* Begin Supplied data *

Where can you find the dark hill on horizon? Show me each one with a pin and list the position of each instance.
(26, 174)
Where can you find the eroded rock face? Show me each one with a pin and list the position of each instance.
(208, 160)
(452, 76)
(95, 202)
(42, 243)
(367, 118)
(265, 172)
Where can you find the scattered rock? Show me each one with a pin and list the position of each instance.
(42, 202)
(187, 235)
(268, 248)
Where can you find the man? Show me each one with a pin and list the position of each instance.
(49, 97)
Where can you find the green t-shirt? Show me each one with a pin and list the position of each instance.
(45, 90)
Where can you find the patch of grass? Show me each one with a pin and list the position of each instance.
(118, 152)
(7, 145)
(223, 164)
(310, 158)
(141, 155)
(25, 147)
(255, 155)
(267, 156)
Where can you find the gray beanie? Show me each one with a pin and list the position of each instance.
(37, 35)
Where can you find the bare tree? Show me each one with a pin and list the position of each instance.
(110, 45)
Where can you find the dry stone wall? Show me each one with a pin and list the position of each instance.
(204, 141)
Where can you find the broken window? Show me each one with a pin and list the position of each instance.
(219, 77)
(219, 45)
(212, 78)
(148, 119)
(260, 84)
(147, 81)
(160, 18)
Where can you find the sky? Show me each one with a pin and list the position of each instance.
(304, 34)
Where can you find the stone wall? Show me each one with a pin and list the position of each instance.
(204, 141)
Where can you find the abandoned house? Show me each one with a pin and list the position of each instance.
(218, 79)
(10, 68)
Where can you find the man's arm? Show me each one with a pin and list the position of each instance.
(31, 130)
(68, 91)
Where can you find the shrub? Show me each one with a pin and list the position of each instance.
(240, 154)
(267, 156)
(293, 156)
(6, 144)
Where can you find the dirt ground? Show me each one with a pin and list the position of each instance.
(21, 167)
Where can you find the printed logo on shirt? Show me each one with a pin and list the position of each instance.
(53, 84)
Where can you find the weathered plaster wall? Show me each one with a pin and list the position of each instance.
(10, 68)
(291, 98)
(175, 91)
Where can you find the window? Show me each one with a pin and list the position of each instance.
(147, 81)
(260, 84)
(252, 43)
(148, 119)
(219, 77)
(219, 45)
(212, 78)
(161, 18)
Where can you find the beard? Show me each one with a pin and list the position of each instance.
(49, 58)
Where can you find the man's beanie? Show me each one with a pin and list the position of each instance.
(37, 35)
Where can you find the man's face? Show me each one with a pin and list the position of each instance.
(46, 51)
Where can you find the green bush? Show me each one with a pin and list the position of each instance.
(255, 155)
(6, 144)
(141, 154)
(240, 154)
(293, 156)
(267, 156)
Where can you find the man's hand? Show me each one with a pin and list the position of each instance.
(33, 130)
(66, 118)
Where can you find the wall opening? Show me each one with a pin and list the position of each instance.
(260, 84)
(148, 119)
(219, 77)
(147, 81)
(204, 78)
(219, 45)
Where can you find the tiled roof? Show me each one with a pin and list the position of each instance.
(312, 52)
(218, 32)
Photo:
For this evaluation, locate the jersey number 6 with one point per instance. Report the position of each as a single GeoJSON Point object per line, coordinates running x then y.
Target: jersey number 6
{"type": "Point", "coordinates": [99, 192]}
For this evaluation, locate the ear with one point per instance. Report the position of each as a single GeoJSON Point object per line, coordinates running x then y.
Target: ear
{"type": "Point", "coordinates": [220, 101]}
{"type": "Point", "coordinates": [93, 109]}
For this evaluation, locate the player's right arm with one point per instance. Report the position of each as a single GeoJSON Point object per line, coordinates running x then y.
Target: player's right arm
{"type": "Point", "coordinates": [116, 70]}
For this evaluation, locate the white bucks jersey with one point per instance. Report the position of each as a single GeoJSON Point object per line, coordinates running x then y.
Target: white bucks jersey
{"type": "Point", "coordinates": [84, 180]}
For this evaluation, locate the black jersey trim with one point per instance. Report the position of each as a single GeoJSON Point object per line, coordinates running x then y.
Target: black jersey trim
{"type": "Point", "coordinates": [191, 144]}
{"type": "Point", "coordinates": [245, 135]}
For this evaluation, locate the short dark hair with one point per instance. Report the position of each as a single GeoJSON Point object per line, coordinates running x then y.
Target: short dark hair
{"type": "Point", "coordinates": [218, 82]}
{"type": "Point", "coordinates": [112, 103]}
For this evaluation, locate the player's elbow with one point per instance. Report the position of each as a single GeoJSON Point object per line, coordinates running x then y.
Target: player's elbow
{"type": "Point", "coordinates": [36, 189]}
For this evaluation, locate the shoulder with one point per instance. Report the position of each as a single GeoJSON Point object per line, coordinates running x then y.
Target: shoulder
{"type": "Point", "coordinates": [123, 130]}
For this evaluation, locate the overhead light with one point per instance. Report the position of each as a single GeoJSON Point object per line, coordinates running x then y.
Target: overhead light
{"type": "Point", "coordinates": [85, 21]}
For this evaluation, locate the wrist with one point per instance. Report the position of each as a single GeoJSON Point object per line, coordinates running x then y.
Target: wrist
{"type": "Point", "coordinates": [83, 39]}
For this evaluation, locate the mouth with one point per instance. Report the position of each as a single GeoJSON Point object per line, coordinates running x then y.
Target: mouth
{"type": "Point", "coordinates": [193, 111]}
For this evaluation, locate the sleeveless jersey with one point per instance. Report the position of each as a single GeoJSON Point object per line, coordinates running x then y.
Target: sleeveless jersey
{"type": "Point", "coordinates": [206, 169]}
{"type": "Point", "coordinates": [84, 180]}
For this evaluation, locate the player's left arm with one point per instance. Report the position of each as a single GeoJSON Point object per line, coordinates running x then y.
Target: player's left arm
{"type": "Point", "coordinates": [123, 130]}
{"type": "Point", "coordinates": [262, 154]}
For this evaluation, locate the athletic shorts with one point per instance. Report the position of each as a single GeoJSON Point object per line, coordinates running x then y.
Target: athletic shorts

* End Supplied data *

§ **The task**: Find the line with "For this evaluation, locate the short" in the listing above, then write out that line and each remaining line exactly, with no other text.

§ **Output**:
For this evaluation, locate the short dark hair with one point per instance. Report the position of each as a single GeoJSON Point object per line, coordinates running x then y.
Target: short dark hair
{"type": "Point", "coordinates": [218, 82]}
{"type": "Point", "coordinates": [112, 103]}
For this evaluation, locate the player's elbow with one point per instance. Report the position of each as a single GeoJSON Point object per line, coordinates running x then y.
Target: player's elbow
{"type": "Point", "coordinates": [36, 189]}
For this evaluation, locate the shoulder with one point per instance. Report the position of each as a single GeoJSON Point object per line, coordinates running x then y.
Target: shoulder
{"type": "Point", "coordinates": [123, 130]}
For this evaluation, locate the overhead light with one point per instance. Report the position of each as a single GeoJSON Point object per line, coordinates running x then y.
Target: overhead light
{"type": "Point", "coordinates": [85, 21]}
For this evaluation, locate the wrist with one point per instance. Report the position of each as a single GeoJSON Point object per line, coordinates running x then y.
Target: wrist
{"type": "Point", "coordinates": [83, 39]}
For this evaluation, locate the mouth with one point per instance. Report the position of each as a single GeoJSON Point object per line, coordinates running x then y.
Target: mouth
{"type": "Point", "coordinates": [193, 111]}
For this evaluation, locate the sleeveless jersey with one point per instance. Report the position of each as a single GeoJSON Point object per line, coordinates running x then y.
Target: sleeveless jersey
{"type": "Point", "coordinates": [206, 169]}
{"type": "Point", "coordinates": [84, 180]}
For this evaluation, locate the player's left arm with one point per instance. Report the position of each as a single GeoJSON Point object per line, coordinates running x then y.
Target: player's left arm
{"type": "Point", "coordinates": [123, 130]}
{"type": "Point", "coordinates": [262, 154]}
For this evaluation, locate the athletic shorts with one point per instance. Report the position of each as a single GeoJSON Point object per line, coordinates running x then y.
Target: athletic shorts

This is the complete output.